** EXERCISE TEXT **

== Segment start ==

There has been much philosophical debate by those in the field of bioethics and in the Catholic Church on the topic of long term artificial nutrition and hydration in permanently vegetative state (PVS) patients. The issue has been even more hotly debated since the Terri Schiavo case and there is much controversy within the very influential Catholic Church. After reading the articles in the handout “Artificial Nutrition and Hydration: Catholic Controversies” I thought that the strongest perspective presented was that of James J. McCartney in his writing “Reverence for Human Life”. McCartney quotes Moses when he tells the Israelites to “Choose Life!” and to revere life in all forms. He shares the traditional Catholic opinion that biological life is not an absolute value and that it is always second to the spiritual life. When a patient is in a permanent vegetative state and there is no realistic chance that they will ever recover, then it can be in the patient’s and family’s best interest to remove the artificial nutrition and hydration.
McCartney considers artificial nutrition and hydration on PVS patients to be an “extraordinary” treatment that should not be required if it causes excessive burden to the patient, their family, and society. He uses the idea of benefits versus burdens to determine if a treatment is morally justified or not. The realistic benefits of continuing such treatment are weighed against all of the burdens that such an extreme and sometimes futile treatment can present. These excessive burdens can and should be outlined by a patient and explained to their health care proxy to determine at which point they would not want continued treatment and are unable to say it themselves. Criteria for considering if this treatment would be overly burdensome include if it jeopardizes the patient’s higher spiritual goals, if it causes great anxiety to the patient or their family, and if it significantly destroys the quality of life for the patient.
McCartney quotes the revered Pope Pius XII on this issue saying that “Life, Health, and all temporal activities are subordinated to spiritual ends”. The values of the patient should be respected during any treatment.

== Segment end ==

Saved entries

== Segment start ==

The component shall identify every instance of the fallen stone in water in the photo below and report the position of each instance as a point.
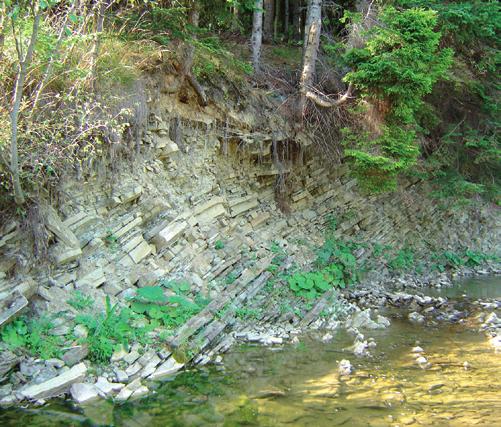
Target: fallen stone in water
(266, 394)
(415, 317)
(83, 392)
(345, 367)
(363, 320)
(492, 319)
(121, 376)
(360, 348)
(169, 367)
(57, 385)
(106, 388)
(129, 390)
(75, 355)
(327, 338)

== Segment end ==

** WORK TO COMPLETE **
[1] In the bioethics essay, whom does McCartney quote as saying that "Life, Health, and all temporal activities are subordinated to spiritual ends"?
[2] Return the stretch of the bioethics essay from "McCartney quotes the" through "during any treatment.", copied word for word.
[3] Translate this sentence from the bioethics essay into Spanish: "The values of the patient should be respected during any treatment."
Work only from the bioethics essay, not the saved entries.

** RESPONSES PER TASK **
[1] Pope Pius XII

[2]
McCartney quotes the revered Pope Pius XII on this issue saying that “Life, Health, and all temporal activities are subordinated to spiritual ends”. The values of the patient should be respected during any treatment.

[3] Los valores del paciente deben respetarse durante cualquier tratamiento.